(Coordinate annotation items)
========================================
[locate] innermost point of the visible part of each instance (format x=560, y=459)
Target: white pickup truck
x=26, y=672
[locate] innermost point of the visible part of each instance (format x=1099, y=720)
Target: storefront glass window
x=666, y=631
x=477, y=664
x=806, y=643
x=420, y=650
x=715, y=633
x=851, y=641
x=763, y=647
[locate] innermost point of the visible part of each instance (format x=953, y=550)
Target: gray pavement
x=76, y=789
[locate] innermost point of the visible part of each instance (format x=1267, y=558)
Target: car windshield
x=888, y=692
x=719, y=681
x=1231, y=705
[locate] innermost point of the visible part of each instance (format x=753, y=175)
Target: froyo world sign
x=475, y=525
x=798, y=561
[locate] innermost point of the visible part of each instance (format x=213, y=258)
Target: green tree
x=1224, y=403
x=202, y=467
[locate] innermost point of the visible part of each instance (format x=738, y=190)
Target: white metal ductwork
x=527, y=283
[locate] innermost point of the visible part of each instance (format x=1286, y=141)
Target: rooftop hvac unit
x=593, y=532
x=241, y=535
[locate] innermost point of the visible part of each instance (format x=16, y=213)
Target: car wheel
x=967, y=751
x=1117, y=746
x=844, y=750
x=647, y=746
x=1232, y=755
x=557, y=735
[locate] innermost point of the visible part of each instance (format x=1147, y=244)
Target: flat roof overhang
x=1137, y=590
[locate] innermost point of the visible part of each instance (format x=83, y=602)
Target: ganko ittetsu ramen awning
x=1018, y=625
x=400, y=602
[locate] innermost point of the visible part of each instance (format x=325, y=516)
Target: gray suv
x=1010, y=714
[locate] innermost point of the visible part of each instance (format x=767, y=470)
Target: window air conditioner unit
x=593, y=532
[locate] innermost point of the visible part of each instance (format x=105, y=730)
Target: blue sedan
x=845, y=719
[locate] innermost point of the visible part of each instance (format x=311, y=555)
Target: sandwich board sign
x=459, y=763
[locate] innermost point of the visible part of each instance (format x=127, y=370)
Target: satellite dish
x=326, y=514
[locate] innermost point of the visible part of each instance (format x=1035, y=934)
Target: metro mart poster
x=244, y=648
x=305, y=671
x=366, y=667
========================================
What this task involves
Convert every line of the items above into a Markdown table with two columns, "No." and "Text", where "No." numbers each row and "Text" holds the line. Leave out blank lines.

Result below
| No. | Text |
|---|---|
| 1 | [locate] innermost point of the visible part of each instance (format x=560, y=459) |
| 2 | Target: white pickup truck |
| 3 | x=26, y=672 |
| 4 | [locate] innermost point of the visible part of each instance (format x=1099, y=720) |
| 5 | Target: storefront glass window |
| 6 | x=666, y=631 |
| 7 | x=477, y=664 |
| 8 | x=806, y=643 |
| 9 | x=420, y=650 |
| 10 | x=715, y=633 |
| 11 | x=851, y=641 |
| 12 | x=763, y=647 |
| 13 | [locate] innermost point of the visible part of each instance (format x=953, y=550) |
| 14 | Target: gray pavement |
| 15 | x=76, y=789 |
| 16 | [locate] innermost point of the visible part of each instance (format x=1267, y=558) |
| 17 | Target: car windshield |
| 18 | x=888, y=692 |
| 19 | x=719, y=681 |
| 20 | x=1231, y=705 |
| 21 | [locate] innermost point of the visible part of each instance (format x=753, y=175) |
| 22 | Target: froyo world sign |
| 23 | x=475, y=525 |
| 24 | x=798, y=561 |
| 25 | [locate] innermost point of the visible part of each instance (format x=213, y=258) |
| 26 | Target: green tree |
| 27 | x=1224, y=403 |
| 28 | x=202, y=467 |
| 29 | [locate] innermost point of the visible part of each instance (format x=738, y=190) |
| 30 | Target: white metal ductwork |
| 31 | x=527, y=283 |
| 32 | [locate] innermost point of the visible part of each instance (format x=1286, y=141) |
| 33 | Target: rooftop hvac unit |
| 34 | x=593, y=532 |
| 35 | x=241, y=535 |
| 36 | [locate] innermost point of the visible part of each instance (format x=16, y=213) |
| 37 | Target: car wheel |
| 38 | x=967, y=751 |
| 39 | x=1117, y=746 |
| 40 | x=844, y=750 |
| 41 | x=647, y=746 |
| 42 | x=1232, y=755 |
| 43 | x=557, y=735 |
| 44 | [locate] innermost point of the visible part of each instance (format x=1147, y=244) |
| 45 | Target: flat roof overhang |
| 46 | x=1137, y=590 |
| 47 | [locate] innermost point of the visible part of each instance (format x=83, y=602) |
| 48 | Target: ganko ittetsu ramen awning |
| 49 | x=1018, y=625 |
| 50 | x=400, y=602 |
| 51 | [locate] innermost point of the visible part of each instance (format x=325, y=516) |
| 52 | Target: gray suv |
| 53 | x=1010, y=714 |
| 54 | [locate] innermost point of the visible part of each instance (format x=767, y=470) |
| 55 | Target: window air conditioner unit |
| 56 | x=593, y=532 |
| 57 | [locate] innermost point of the visible part of each instance (format x=105, y=730) |
| 58 | Target: blue sedan |
| 59 | x=845, y=719 |
| 60 | [locate] innermost point of the visible part of each instance (format x=311, y=555) |
| 61 | Target: sandwich board sign |
| 62 | x=459, y=763 |
| 63 | [locate] innermost point of the visible part of each instance (format x=127, y=370) |
| 64 | Target: satellite dish |
| 65 | x=326, y=514 |
| 66 | [locate] innermost point of the visible part of each instance (format x=1035, y=934) |
| 67 | Target: metro mart poster |
| 68 | x=244, y=648 |
| 69 | x=305, y=671 |
| 70 | x=366, y=667 |